## Exercise goal
Repeat all of the material below line for line, leaving out the pictures.

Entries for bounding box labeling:
===

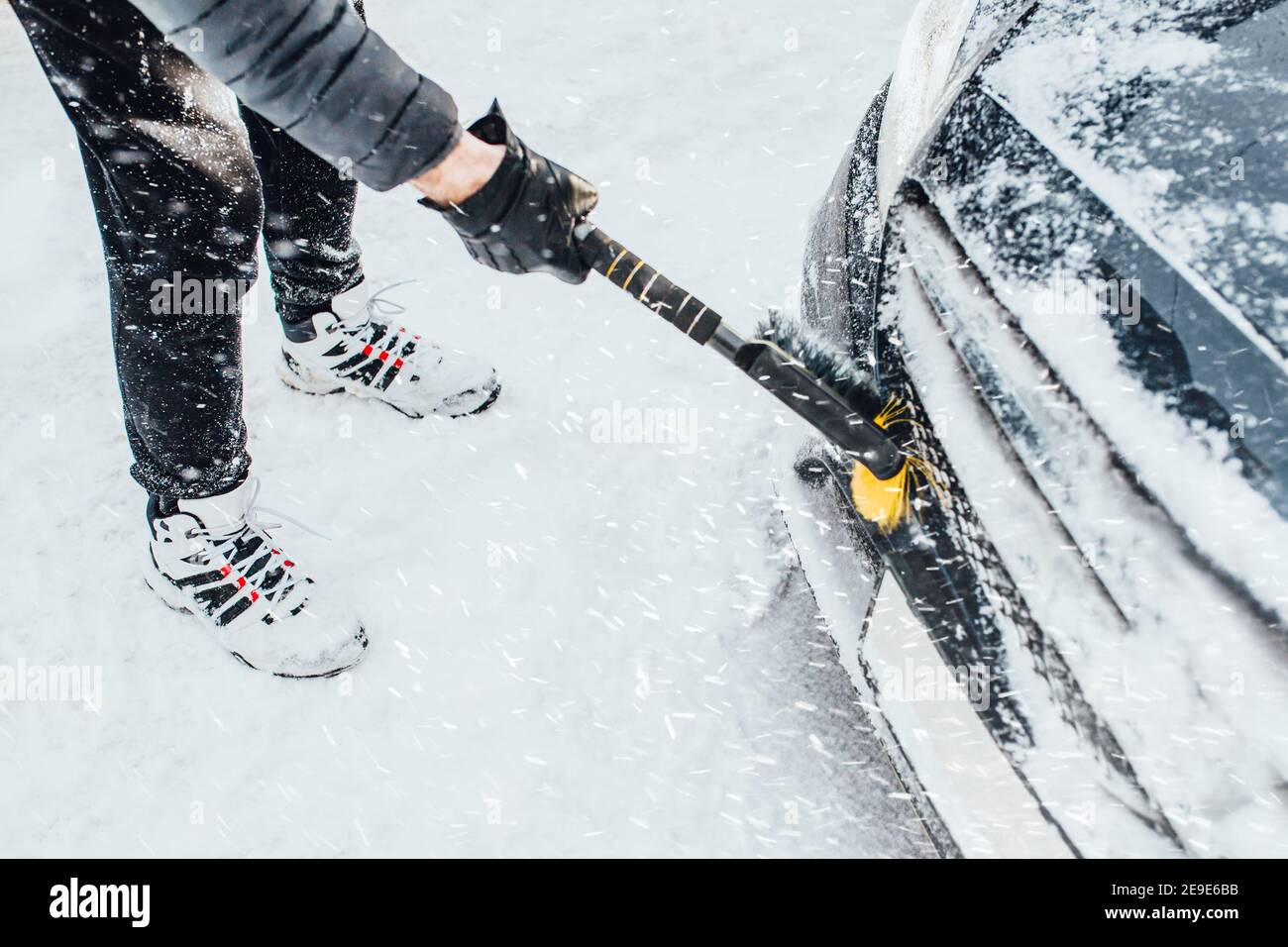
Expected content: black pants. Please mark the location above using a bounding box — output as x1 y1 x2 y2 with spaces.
13 0 362 497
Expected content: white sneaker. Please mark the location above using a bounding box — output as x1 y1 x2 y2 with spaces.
143 479 368 678
278 283 501 417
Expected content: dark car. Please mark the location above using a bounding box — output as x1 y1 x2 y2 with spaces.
785 0 1288 856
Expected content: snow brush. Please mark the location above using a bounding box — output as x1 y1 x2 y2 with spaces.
575 223 939 533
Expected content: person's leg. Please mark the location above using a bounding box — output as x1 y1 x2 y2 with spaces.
13 0 263 497
241 0 366 335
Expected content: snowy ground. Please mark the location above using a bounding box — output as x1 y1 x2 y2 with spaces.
0 0 928 856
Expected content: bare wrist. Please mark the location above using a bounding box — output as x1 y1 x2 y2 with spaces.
409 132 505 207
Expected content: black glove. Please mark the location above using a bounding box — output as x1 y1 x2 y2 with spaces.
420 102 599 282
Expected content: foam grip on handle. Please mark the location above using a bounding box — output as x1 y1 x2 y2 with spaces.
583 230 720 346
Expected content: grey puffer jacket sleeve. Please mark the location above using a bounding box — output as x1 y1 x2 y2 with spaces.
132 0 461 191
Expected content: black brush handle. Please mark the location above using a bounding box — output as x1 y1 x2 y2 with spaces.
576 224 905 479
579 224 720 346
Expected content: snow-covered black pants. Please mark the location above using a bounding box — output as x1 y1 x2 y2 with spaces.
13 0 362 497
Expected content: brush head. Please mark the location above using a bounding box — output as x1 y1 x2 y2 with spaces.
756 309 886 419
756 309 943 535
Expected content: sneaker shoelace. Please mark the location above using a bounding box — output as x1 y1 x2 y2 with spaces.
187 476 326 625
326 279 420 390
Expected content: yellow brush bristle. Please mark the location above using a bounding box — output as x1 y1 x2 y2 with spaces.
850 398 943 533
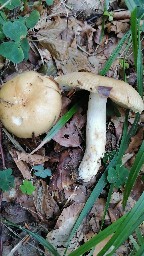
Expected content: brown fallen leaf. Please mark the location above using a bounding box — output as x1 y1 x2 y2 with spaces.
49 149 82 190
126 127 144 153
93 235 112 256
34 180 59 221
47 203 84 252
9 149 31 180
15 151 49 166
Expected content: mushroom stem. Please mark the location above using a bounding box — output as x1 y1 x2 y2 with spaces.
79 93 107 182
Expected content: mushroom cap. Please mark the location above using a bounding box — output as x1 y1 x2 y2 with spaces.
0 71 61 138
55 72 144 113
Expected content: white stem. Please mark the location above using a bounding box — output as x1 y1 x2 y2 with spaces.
79 93 107 182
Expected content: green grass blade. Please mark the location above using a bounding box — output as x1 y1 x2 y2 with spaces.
101 184 114 229
129 235 139 251
69 193 144 256
123 142 144 208
3 220 60 256
65 172 107 253
31 102 80 154
99 31 130 76
98 193 144 256
137 20 143 97
135 243 144 256
69 215 126 256
136 227 144 245
125 0 138 67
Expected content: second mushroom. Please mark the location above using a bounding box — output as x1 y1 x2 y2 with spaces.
56 72 144 182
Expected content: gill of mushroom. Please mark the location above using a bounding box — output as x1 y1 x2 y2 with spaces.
56 72 144 182
0 71 62 138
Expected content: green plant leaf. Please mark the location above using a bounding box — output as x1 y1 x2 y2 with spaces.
107 164 129 188
0 168 14 191
20 180 35 195
20 38 30 60
0 11 7 25
0 41 24 63
25 10 40 28
33 165 51 179
46 0 54 6
0 25 5 41
0 0 21 10
3 20 27 42
123 142 144 207
3 220 60 256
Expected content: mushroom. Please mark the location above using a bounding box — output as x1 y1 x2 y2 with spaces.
0 71 61 138
56 72 144 182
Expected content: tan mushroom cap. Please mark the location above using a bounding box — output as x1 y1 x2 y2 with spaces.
56 72 144 113
0 71 61 138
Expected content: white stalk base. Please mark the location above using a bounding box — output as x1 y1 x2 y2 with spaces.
79 93 107 182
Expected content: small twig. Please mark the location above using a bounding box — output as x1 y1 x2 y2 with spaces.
0 0 11 10
0 127 6 169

===

## Result
Expected content: black pants. Please mark the location above using a bounding box — output as x1 y1 x2 y2 with spaces.
13 0 362 497
Expected content: white sneaker. Please mark the location above using a bounding box — output as x1 y1 x2 y2 with spaces.
143 479 368 678
278 283 501 417
Expected content: dark car. Please mark the location above using a bounding box — output as x1 y1 x2 y2 with spaces.
785 0 1288 856
Expected content: snow brush. Please mark the location above using a bounding box — output as x1 y1 x2 y2 with spaces.
575 223 939 533
Expected content: person's leg. Please mark the location above using a bounding box — output as x1 y1 x2 y2 with spaces.
13 0 263 497
241 0 366 335
Expected content: snowy ground. Please mark the location above using a bounding box — output as x1 y1 x2 y2 with spaces.
0 0 928 856
Expected content: bare wrist. Please mark the location above using a bounding box — output as x1 y1 x2 y2 with spaces.
409 132 505 207
Expected content: black glove. Please mark the location above using a bounding box — output as x1 y1 x2 y2 with spaces.
420 102 599 282
Expected content: foam grip on handle. Please mark the location above using a bounding box — output as x1 y1 x2 y2 with spaces.
583 230 720 346
Expected content: grey puffer jacket sleeve. Please mark the location above using a bounding box — output as x1 y1 x2 y2 with spaces.
132 0 461 191
Expected content: black brush handle. Please mark the location above using a bounding box — output as x1 y1 x2 y2 with spaces.
576 224 905 479
579 224 720 346
Expected content: snow-covered black pants. Please mark the location above using a bounding box — output as x1 y1 x2 y2 with spaces.
13 0 362 497
Expected content: brush head. Please mark the location above using a bounding box — output as x1 y1 x2 y2 with spaces.
756 309 886 419
756 309 943 535
Expected content: sneaker shoelace. Please mark the location above using a bounding box — output as x1 y1 x2 y2 with spaces.
187 476 326 625
326 279 420 390
Expected content: yellow brush bristle. Please mark the location above using a bounding box — output as x1 y1 x2 y2 with spaces.
850 398 943 533
Expected content: brown fallen leaf. Please mark the location above using a bounding box — output as x1 y1 x2 y2 with spaces.
49 149 82 190
126 127 144 153
93 235 112 256
34 180 59 221
47 203 84 252
9 149 31 180
15 151 49 166
Expected content: mushroom stem. Please mark the location above using a bounding box — output as x1 y1 x2 y2 with spaces.
79 93 107 182
Expected content: mushroom cap. Please mark the location above using a bounding box — output as x1 y1 x2 y2 with spaces.
0 71 61 138
55 72 144 113
Expected content: white stem. Please mark the location above using a bounding box — output as x1 y1 x2 y2 with spaces.
79 93 107 182
Expected content: green grass blade. Please mark the location above using a bounding box — output as x1 y1 x2 y2 with spaces.
101 184 114 229
129 235 139 251
69 193 144 256
123 142 144 208
3 220 60 256
65 172 107 253
31 102 80 154
99 31 130 76
98 193 144 256
137 20 143 97
135 243 144 256
69 215 126 256
136 227 144 245
125 0 138 67
Expected content: second mushroom. Please mark the location above using a bounding box — output as x1 y1 x2 y2 with spaces.
56 72 144 182
Expected content: gill of mushroom. Please mark the location above using a bounding box — output as x1 y1 x2 y2 with spaces.
56 72 144 182
0 71 62 138
Expected content: green plant leaf. Please mark the location above using a bounding box — output as x1 y1 x2 y2 with spaces.
107 164 129 188
0 168 14 191
20 180 35 195
20 38 30 60
0 11 7 25
0 41 24 63
25 10 40 28
33 165 51 179
46 0 54 6
0 25 5 41
0 0 21 10
3 20 27 42
123 142 144 207
3 220 60 256
Expected content: mushroom. Please mark the location above using a bounding box — output as x1 y1 x2 y2 with spaces.
0 71 61 138
56 72 144 182
Expected content: tan mushroom cap. Please mark the location above using a bounding box — output as x1 y1 x2 y2 with spaces.
56 72 144 113
0 71 61 138
Expected content: white stalk base. Please mark the location above using a bounding box — output as x1 y1 x2 y2 with spaces.
79 93 107 182
Expected content: small twig. Please mark the location above using a bounding box — output as x1 y1 x2 y2 with spaces.
0 0 11 10
0 127 6 169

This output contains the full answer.